(MATERIAL PROVIDED begins)
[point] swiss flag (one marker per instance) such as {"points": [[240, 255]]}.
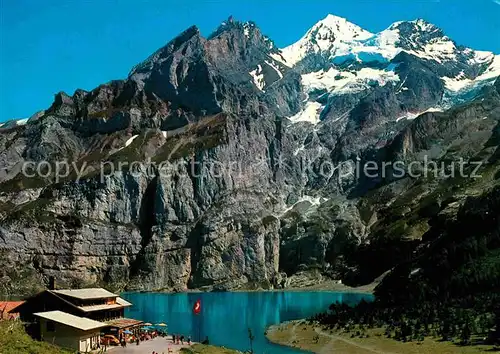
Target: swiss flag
(MATERIAL PROVIDED ends)
(MATERIAL PROVIDED begins)
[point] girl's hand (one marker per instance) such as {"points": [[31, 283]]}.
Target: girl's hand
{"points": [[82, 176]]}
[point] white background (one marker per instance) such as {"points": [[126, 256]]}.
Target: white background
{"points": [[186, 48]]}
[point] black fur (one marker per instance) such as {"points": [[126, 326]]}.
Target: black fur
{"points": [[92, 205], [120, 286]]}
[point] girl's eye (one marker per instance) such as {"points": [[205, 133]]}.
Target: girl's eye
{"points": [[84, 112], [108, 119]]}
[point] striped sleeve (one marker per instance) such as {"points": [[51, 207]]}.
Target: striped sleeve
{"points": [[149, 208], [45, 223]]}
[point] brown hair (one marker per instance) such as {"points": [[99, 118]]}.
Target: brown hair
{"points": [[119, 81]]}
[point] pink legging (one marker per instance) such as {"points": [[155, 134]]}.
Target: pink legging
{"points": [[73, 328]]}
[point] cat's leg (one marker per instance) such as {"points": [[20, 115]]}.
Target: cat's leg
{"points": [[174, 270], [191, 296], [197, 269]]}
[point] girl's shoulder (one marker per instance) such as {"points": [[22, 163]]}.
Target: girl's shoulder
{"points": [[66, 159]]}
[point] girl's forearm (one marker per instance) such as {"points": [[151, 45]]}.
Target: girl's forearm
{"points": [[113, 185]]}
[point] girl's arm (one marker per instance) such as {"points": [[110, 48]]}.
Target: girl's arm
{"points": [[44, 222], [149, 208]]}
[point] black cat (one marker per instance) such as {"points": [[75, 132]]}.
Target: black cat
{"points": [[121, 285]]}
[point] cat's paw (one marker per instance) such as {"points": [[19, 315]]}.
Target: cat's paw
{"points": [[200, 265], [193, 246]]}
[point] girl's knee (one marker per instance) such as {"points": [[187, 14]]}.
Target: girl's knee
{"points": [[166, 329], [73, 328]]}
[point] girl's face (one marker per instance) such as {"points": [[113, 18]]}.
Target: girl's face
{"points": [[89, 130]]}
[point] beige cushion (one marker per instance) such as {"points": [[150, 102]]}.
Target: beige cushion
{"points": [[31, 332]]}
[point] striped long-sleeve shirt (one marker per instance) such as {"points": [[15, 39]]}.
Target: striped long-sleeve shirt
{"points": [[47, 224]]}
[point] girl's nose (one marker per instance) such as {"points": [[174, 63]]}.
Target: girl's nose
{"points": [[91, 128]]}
(MATERIAL PROVIDED ends)
TASK INSTRUCTIONS:
In the entries above, find the line holding "Target: black fur" and the line holding "[point] pink legging", then retype exactly those two lines and every line between them, and nothing else.

RESPONSE:
Target: black fur
{"points": [[92, 205], [120, 286]]}
[point] girl's eye (one marker per instance) such as {"points": [[205, 133]]}.
Target: girl's eye
{"points": [[84, 112], [108, 119]]}
[point] striped sleeve (one marker per instance) such as {"points": [[51, 207]]}.
Target: striped sleeve
{"points": [[149, 208], [45, 223]]}
[point] brown hair (one marker per instance) such as {"points": [[99, 118]]}.
Target: brown hair
{"points": [[119, 81]]}
[point] pink legging (one marker per instance) such as {"points": [[155, 134]]}.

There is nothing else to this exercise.